>> begin

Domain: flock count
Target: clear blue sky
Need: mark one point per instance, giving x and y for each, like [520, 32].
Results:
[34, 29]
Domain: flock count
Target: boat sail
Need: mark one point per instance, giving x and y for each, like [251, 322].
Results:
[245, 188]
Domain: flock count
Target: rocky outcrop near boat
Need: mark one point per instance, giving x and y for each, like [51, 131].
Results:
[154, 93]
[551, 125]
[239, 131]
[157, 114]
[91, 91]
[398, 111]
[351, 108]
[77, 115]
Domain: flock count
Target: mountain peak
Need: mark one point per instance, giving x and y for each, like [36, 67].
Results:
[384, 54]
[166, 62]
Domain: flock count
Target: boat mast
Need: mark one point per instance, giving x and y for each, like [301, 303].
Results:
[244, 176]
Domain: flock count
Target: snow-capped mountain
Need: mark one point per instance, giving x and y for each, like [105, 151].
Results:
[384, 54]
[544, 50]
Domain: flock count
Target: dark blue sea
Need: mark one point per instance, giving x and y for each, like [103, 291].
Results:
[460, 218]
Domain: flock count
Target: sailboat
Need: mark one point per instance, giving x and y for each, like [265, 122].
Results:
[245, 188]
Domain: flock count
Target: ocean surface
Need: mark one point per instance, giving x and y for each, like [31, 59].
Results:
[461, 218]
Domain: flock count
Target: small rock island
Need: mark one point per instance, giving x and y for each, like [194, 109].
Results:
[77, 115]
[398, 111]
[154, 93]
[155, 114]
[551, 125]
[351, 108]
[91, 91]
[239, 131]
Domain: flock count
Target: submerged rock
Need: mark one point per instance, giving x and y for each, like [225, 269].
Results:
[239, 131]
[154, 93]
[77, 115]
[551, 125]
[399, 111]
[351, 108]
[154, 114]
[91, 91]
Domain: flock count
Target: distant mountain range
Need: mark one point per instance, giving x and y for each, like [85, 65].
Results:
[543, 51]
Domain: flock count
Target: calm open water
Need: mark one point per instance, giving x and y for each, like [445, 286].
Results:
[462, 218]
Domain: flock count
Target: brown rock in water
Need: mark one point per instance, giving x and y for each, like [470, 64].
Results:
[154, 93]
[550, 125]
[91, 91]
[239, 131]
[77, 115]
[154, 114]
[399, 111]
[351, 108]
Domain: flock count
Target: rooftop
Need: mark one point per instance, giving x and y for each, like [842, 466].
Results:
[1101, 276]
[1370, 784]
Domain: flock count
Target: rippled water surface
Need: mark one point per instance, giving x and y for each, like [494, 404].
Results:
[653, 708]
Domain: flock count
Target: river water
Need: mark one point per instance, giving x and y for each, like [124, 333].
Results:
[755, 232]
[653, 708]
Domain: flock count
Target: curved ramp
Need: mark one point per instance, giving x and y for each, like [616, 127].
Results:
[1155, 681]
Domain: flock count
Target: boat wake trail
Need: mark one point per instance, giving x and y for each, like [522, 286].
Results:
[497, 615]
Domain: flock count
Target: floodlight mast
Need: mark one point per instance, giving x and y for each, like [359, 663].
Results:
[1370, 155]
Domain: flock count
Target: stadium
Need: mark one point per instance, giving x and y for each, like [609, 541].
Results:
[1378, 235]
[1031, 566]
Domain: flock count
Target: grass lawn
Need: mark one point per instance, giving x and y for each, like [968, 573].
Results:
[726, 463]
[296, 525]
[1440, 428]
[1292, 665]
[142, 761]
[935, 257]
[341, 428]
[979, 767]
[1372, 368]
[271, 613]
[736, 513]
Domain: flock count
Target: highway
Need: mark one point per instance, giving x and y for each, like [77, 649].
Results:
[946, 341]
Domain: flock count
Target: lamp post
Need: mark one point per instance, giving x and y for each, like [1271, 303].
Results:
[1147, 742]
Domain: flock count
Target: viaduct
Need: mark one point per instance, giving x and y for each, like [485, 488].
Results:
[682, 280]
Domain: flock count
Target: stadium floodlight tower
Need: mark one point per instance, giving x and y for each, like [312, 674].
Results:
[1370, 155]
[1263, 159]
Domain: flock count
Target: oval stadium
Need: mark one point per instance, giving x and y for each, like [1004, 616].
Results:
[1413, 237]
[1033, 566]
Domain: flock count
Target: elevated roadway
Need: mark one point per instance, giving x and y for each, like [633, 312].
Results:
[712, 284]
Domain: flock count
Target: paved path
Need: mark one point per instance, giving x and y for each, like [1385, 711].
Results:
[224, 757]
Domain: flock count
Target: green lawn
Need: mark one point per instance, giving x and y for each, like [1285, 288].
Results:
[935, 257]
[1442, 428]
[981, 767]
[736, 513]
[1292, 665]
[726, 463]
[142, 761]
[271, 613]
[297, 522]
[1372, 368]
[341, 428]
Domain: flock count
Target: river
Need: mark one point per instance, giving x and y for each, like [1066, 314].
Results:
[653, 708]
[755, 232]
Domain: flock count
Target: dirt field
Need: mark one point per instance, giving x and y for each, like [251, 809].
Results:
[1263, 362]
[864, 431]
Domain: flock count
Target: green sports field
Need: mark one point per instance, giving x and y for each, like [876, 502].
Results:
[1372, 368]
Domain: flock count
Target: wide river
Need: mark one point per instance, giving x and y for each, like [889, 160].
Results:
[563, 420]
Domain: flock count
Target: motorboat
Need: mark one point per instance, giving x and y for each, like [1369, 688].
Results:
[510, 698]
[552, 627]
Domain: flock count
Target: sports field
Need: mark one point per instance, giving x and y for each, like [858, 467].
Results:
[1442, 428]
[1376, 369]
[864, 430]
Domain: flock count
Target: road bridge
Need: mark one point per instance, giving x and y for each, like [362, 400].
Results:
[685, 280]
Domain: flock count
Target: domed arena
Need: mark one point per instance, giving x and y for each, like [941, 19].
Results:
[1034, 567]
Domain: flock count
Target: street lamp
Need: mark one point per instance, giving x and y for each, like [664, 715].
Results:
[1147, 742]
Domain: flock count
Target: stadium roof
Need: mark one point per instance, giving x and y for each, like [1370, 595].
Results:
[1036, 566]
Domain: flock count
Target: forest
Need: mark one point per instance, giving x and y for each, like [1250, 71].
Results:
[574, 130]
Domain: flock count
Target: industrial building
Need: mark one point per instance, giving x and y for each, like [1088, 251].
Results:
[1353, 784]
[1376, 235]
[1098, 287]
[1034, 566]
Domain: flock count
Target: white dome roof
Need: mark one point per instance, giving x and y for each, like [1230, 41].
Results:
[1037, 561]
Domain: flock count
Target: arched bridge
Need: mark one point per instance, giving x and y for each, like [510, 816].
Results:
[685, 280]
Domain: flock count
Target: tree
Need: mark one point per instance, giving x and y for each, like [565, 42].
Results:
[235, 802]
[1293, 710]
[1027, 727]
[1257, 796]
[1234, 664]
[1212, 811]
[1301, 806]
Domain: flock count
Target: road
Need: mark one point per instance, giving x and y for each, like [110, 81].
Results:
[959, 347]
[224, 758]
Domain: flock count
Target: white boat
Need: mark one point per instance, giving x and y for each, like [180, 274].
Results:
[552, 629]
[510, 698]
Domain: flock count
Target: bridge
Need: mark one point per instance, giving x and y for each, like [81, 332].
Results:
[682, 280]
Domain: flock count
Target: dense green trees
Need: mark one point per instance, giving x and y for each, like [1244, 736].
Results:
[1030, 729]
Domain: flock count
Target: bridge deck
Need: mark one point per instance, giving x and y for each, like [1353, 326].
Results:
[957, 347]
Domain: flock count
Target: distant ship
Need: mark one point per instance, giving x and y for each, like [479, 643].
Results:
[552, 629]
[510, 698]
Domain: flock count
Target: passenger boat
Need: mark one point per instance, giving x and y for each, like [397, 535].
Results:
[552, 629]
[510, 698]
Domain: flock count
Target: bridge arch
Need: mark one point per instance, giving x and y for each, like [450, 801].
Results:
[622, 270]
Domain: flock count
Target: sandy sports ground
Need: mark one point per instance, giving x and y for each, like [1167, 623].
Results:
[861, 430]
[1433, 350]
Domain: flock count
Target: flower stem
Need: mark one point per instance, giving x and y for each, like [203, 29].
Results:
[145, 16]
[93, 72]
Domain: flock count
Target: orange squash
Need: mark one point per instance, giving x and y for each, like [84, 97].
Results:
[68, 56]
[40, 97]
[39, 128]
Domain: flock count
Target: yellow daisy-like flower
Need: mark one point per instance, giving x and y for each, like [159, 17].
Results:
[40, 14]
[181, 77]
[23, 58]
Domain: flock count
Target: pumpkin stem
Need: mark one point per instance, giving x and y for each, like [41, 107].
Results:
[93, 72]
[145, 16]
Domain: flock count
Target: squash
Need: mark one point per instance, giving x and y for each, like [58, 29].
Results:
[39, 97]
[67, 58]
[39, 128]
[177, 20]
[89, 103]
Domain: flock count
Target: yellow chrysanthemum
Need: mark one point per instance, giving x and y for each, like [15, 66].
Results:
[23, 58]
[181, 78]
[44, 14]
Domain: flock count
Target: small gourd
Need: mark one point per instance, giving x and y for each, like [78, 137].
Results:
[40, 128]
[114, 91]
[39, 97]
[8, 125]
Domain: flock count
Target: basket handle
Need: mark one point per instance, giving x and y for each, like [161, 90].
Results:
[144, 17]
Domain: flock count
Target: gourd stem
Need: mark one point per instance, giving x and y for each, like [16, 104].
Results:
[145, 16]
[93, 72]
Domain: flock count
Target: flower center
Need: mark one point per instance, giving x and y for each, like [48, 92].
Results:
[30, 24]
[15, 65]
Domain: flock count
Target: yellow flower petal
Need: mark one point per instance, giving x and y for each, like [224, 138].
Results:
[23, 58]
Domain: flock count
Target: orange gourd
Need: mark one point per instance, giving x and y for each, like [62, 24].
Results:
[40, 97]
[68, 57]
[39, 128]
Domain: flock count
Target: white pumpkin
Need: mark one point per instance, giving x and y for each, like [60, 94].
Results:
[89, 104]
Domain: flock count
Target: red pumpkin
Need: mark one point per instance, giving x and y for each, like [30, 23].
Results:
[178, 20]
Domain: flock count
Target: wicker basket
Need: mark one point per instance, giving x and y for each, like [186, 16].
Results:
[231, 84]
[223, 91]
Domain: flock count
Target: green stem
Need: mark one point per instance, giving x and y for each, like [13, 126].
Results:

>> end

Task objective: Pull out each line of the data above that contains the word "green".

Expected output:
Target: green lawn
Target: green sports field
Target: dense green trees
Target: green stem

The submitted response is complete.